▸ Task:
List every line of the material that contains the string "logo", treating uppercase and lowercase letters as different.

= = = =

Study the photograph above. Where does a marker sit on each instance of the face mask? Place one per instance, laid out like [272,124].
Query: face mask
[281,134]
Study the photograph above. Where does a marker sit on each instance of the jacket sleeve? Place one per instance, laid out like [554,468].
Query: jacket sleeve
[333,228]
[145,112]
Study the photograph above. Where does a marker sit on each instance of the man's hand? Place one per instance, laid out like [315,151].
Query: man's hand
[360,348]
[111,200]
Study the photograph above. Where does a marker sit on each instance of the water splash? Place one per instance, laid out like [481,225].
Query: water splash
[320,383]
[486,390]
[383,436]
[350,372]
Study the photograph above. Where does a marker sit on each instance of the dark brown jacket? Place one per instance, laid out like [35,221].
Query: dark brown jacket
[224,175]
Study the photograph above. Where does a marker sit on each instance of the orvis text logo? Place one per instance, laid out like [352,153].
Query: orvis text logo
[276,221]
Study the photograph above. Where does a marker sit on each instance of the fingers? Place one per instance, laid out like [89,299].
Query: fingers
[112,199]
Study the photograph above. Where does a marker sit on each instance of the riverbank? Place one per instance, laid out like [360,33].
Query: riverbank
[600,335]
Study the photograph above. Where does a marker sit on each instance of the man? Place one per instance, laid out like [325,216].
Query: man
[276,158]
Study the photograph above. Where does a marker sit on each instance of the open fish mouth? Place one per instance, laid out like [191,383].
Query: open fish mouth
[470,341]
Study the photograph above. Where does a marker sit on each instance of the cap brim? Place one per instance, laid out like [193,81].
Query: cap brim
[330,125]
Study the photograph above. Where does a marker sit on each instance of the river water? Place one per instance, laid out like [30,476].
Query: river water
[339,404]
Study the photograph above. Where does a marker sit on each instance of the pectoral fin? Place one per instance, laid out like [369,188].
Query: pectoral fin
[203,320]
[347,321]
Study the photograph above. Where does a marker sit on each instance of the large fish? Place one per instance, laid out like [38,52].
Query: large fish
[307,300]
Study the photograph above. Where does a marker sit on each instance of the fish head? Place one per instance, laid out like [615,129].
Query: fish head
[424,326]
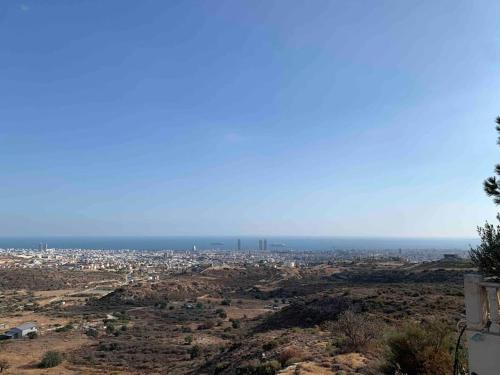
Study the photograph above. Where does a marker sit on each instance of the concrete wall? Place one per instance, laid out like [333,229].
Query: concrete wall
[484,353]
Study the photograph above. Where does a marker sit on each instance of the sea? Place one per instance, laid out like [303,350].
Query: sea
[183,243]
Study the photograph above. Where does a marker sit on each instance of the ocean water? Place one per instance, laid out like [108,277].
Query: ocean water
[229,243]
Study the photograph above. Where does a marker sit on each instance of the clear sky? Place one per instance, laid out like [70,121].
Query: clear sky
[289,117]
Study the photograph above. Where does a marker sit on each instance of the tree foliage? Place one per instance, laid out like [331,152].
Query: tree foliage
[4,365]
[486,256]
[420,349]
[491,184]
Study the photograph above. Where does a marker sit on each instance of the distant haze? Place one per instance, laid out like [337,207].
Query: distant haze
[311,118]
[247,243]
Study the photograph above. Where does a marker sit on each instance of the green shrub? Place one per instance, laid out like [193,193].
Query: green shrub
[357,331]
[195,351]
[256,368]
[51,359]
[419,349]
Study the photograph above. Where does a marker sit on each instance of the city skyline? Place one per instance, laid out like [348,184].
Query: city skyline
[247,118]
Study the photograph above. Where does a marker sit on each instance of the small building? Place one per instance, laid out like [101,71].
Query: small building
[21,331]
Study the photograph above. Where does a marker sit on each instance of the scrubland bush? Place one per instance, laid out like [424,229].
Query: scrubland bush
[51,359]
[289,356]
[257,368]
[195,351]
[420,349]
[357,331]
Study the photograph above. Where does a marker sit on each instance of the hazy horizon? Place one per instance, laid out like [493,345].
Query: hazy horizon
[327,118]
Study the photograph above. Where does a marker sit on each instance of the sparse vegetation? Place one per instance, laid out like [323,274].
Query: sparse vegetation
[420,349]
[51,359]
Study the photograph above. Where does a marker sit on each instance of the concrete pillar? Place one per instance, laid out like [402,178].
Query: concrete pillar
[493,307]
[474,301]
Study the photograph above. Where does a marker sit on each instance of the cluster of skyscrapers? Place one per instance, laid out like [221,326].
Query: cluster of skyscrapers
[262,244]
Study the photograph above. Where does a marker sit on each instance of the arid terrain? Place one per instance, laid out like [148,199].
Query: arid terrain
[222,320]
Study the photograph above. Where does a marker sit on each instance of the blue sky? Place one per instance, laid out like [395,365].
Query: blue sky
[247,117]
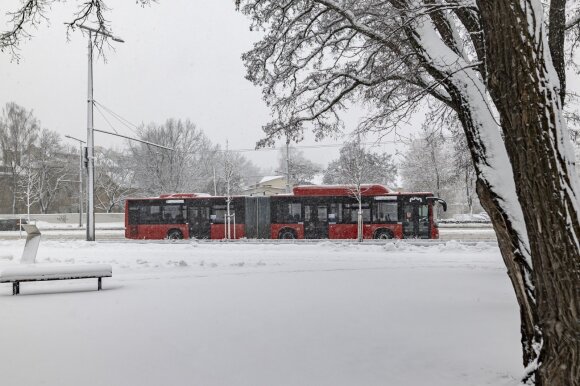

= = = =

▸ Solution to the problem:
Study the photograph above. Where does a marker sit on each instance of the orvis text logo? Place one per instance, laid out like [352,153].
Query: orvis text logo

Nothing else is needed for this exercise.